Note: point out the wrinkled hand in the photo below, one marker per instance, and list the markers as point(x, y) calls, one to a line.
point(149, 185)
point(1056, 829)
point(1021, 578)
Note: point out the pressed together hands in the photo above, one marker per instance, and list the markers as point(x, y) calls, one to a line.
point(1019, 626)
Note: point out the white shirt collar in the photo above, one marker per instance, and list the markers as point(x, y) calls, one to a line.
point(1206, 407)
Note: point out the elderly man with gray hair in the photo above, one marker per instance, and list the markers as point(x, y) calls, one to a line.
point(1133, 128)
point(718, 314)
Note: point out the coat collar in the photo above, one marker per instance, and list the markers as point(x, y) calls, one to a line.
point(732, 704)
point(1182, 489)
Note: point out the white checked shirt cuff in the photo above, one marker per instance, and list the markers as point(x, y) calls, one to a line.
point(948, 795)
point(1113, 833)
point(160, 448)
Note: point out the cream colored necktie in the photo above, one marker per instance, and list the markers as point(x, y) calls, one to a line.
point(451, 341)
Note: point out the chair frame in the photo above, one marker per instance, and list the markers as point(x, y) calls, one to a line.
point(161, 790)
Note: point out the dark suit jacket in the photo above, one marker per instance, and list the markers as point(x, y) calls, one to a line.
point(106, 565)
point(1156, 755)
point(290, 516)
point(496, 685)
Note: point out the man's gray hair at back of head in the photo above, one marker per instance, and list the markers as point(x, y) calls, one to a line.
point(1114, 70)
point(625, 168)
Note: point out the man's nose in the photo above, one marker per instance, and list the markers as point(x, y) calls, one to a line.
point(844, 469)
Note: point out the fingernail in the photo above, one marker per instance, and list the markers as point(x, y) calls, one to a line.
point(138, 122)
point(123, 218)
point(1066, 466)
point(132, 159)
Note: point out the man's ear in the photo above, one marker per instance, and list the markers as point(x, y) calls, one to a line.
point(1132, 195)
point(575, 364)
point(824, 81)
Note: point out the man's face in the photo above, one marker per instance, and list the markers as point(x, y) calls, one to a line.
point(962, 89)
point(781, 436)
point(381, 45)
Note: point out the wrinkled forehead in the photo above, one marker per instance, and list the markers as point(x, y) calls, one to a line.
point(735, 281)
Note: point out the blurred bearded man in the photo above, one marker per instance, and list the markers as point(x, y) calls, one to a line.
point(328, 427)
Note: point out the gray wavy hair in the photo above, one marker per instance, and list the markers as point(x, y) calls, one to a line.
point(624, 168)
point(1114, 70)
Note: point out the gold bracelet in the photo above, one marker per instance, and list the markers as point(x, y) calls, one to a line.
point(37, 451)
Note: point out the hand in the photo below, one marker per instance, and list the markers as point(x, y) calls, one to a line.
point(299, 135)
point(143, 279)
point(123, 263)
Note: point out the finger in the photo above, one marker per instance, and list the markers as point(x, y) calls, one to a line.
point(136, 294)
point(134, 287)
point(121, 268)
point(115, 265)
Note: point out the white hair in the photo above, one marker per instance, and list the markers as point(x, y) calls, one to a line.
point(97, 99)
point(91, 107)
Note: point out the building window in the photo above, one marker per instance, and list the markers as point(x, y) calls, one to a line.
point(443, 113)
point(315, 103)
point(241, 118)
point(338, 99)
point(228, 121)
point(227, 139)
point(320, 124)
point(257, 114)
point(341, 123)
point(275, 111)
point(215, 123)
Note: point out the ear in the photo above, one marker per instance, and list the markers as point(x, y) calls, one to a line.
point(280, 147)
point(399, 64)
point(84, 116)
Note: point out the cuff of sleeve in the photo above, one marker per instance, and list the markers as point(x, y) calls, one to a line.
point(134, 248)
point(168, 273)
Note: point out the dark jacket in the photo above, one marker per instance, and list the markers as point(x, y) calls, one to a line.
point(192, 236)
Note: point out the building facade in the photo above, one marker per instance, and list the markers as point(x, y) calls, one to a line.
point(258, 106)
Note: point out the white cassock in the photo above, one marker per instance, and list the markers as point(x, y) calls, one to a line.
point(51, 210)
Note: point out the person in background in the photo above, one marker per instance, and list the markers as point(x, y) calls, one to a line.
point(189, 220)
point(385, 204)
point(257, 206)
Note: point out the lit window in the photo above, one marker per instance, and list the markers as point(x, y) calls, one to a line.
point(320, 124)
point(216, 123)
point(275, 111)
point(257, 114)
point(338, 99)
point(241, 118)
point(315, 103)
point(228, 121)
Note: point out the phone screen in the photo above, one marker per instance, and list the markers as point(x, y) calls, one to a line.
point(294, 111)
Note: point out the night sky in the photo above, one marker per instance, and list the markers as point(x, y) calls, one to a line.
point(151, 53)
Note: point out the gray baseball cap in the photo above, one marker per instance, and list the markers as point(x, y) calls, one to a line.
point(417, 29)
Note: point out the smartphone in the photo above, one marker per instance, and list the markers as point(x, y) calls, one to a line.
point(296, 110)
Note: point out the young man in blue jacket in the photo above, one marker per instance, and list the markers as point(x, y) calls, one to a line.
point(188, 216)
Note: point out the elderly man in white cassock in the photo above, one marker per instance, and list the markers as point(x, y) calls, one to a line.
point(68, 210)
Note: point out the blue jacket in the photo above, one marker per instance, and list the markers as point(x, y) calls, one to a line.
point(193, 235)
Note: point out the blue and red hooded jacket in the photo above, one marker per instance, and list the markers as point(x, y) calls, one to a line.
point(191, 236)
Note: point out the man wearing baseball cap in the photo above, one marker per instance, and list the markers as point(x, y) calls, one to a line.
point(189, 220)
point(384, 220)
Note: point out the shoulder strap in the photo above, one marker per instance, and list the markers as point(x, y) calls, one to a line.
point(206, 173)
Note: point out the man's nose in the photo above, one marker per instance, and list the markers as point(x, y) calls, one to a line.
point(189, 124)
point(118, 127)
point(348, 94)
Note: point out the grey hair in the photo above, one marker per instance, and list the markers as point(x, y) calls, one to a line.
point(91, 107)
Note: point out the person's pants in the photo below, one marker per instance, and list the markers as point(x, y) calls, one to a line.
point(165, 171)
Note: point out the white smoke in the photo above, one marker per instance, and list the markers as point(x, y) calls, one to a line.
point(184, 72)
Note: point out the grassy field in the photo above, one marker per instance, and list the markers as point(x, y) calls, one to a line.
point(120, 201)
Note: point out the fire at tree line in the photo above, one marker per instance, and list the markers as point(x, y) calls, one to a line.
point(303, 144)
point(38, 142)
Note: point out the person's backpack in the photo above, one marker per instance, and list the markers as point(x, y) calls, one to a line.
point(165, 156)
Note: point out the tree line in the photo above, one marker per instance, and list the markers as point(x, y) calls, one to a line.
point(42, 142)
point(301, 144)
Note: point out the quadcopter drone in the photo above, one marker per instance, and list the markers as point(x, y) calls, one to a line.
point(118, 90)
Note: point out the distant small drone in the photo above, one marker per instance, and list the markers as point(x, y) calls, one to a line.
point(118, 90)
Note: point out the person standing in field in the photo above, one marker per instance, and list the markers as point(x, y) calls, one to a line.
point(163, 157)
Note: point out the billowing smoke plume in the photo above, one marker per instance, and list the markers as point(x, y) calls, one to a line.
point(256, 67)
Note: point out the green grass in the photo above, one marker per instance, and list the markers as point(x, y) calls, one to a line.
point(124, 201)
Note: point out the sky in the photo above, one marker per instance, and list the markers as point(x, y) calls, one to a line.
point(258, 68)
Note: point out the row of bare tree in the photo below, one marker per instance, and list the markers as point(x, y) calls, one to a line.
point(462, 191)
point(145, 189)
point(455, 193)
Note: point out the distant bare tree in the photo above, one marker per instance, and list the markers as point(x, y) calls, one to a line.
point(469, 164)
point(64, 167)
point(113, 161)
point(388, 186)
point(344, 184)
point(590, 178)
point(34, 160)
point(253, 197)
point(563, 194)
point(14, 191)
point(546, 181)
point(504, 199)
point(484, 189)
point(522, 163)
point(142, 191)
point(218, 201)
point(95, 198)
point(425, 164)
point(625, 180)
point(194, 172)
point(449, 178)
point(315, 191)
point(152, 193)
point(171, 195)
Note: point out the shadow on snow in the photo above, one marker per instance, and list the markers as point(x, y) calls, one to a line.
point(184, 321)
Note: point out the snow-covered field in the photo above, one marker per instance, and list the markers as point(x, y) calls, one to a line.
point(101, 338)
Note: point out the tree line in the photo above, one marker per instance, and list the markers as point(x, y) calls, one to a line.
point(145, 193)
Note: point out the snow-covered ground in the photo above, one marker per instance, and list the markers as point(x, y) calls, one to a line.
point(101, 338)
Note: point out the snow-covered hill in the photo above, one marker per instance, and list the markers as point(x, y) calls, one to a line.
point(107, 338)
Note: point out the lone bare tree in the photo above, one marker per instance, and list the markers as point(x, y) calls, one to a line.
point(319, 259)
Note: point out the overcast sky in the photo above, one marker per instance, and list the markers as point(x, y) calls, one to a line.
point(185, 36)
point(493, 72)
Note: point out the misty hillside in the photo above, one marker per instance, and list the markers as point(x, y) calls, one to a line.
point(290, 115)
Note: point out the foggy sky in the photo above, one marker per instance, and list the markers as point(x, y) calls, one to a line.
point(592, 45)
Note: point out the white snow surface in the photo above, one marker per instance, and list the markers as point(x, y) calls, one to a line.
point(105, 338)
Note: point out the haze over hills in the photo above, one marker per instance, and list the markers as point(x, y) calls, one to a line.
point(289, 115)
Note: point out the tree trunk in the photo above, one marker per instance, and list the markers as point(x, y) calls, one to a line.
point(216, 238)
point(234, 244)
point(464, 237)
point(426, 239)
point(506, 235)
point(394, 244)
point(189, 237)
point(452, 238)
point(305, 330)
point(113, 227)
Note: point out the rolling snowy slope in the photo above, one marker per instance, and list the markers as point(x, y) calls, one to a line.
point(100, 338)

::::::::

Recast the lines of the records as a JSON list of strings, one string per line and no blank lines. Begin at the line that contains "Note: point out the coat" and stop after the line that contains "point(328, 427)".

[
  "Note: point out the coat collar in the photo above, one marker per instance, and list the markers as point(x, y) calls, one to a line.",
  "point(732, 704)",
  "point(1182, 489)",
  "Note: point out the white checked shirt cuff in the photo above, one marker per instance, and list the markers as point(x, y) calls, one to a line.",
  "point(948, 795)",
  "point(1113, 833)",
  "point(160, 448)",
  "Note: point out the cream colored necktie in the photo above, one marker per instance, and list the markers as point(x, y) calls, one to a line.",
  "point(451, 341)",
  "Note: point out the chair frame in the photo above, one marker per instance, and list the markers as point(x, y) calls, one to a line.",
  "point(161, 790)",
  "Note: point out the dark suit jacket in the photo above, one marker per instance, and list the markers as point(x, y) calls, one to a line.",
  "point(106, 565)",
  "point(1156, 755)",
  "point(290, 516)",
  "point(496, 685)",
  "Note: point out the man's gray hair at back of head in the photo above, one marker per instance, and list the markers as point(x, y) calls, one to a line.",
  "point(1114, 70)",
  "point(625, 168)",
  "Note: point out the man's nose in the photo above, one marker per instance, and list the markers as point(x, y) calls, one to a line.",
  "point(844, 469)",
  "Note: point out the fingernail in the photo above, one marker per instance, and list the markers as point(x, y) calls, one to a line.",
  "point(138, 122)",
  "point(123, 218)",
  "point(1066, 466)",
  "point(132, 159)",
  "Note: point out the man's ear in the photo above, one marker per instance, and list the markers as point(x, y) calls, one to a line.",
  "point(1132, 195)",
  "point(575, 364)",
  "point(824, 81)",
  "Note: point out the man's face in the photo above, one marker per instance, and list the markers as point(x, y) calls, one to a line.",
  "point(962, 89)",
  "point(781, 436)",
  "point(381, 45)",
  "Note: point out the wrinkled forehead in the photo above, one marker per instance, and list the markers as point(x, y) calls, one to a line.",
  "point(735, 281)",
  "Note: point out the blurred bearded man in the photo above, one marker per instance, and list the markers as point(x, y) calls, one to a line.",
  "point(328, 427)"
]